Work instruction: Starting at the first line, copy the data below through to the end, exactly.

Available data:

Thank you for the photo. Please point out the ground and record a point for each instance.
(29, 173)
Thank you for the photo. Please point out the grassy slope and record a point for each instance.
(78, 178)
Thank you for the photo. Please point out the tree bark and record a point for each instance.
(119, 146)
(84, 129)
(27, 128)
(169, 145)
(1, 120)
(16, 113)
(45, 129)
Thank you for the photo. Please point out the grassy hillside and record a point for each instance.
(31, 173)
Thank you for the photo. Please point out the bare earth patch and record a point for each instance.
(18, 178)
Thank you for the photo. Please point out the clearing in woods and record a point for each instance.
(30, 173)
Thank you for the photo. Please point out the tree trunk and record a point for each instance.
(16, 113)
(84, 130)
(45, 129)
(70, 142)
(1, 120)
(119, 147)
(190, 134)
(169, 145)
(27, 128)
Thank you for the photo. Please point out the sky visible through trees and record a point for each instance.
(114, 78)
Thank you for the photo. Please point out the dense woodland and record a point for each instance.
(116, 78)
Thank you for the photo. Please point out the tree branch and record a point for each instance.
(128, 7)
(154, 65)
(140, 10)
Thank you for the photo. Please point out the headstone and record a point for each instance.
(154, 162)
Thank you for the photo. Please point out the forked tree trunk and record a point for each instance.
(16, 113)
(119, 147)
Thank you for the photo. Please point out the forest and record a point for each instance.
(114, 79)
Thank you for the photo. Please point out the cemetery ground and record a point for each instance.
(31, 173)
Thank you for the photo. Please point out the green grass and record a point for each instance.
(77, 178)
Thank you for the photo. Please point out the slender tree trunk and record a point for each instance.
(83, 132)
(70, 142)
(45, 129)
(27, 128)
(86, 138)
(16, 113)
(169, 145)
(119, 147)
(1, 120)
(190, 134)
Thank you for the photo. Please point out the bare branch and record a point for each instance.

Response for this exercise:
Thank you for the photo. Please point out the ground and record a point for each instance.
(29, 173)
Thank you for the photo. Please point out the grassy slope and record a point for each instance.
(78, 178)
Thank you for the photo. Please point out the tree bark and record a point for each instance.
(119, 146)
(84, 129)
(27, 128)
(169, 145)
(1, 120)
(16, 113)
(45, 129)
Thank you for the photo. Please point out the grassy hillside and record a point for each instance.
(31, 173)
Thank you for the photo. Please point out the bare earth patch and record a point for each instance.
(18, 178)
Thank you for the photo. Please point out the clearing in woods and record a point for each instance.
(30, 173)
Thank you for the photo. Please point out the tree trunk and record a point for each instance.
(16, 113)
(84, 130)
(45, 129)
(70, 142)
(1, 120)
(119, 147)
(190, 134)
(169, 145)
(27, 128)
Thank you for the photo. Please point out the sky visible through trees and record a point for each instance.
(114, 78)
Thank you for the photo. Please point out the dense woodland and record a point for each instance.
(116, 78)
Thank you for the photo. Please point out the tree branch and record a point for each instance.
(128, 7)
(154, 65)
(140, 10)
Thank you for the photo. Please point out the headstone and record a point for each instance.
(154, 162)
Thank you for the photo. Please point out the forked tree trunk and record a point for each instance.
(16, 113)
(119, 147)
Thank you for the photo. Please point out the forest and record a point for each instance.
(114, 79)
Thank you for the photo. Please point out the cemetery ground and record a point for each instance.
(31, 173)
Thank you for the photo. Please point out the green grass and record a point for each instance.
(77, 178)
Thank you for the photo. Please point out the slender tree trunk and record a point for each instance.
(83, 132)
(70, 142)
(45, 129)
(27, 128)
(86, 138)
(16, 113)
(169, 145)
(119, 147)
(1, 120)
(190, 134)
Thank you for the photo. Please point out the bare branch and record a point for each instance.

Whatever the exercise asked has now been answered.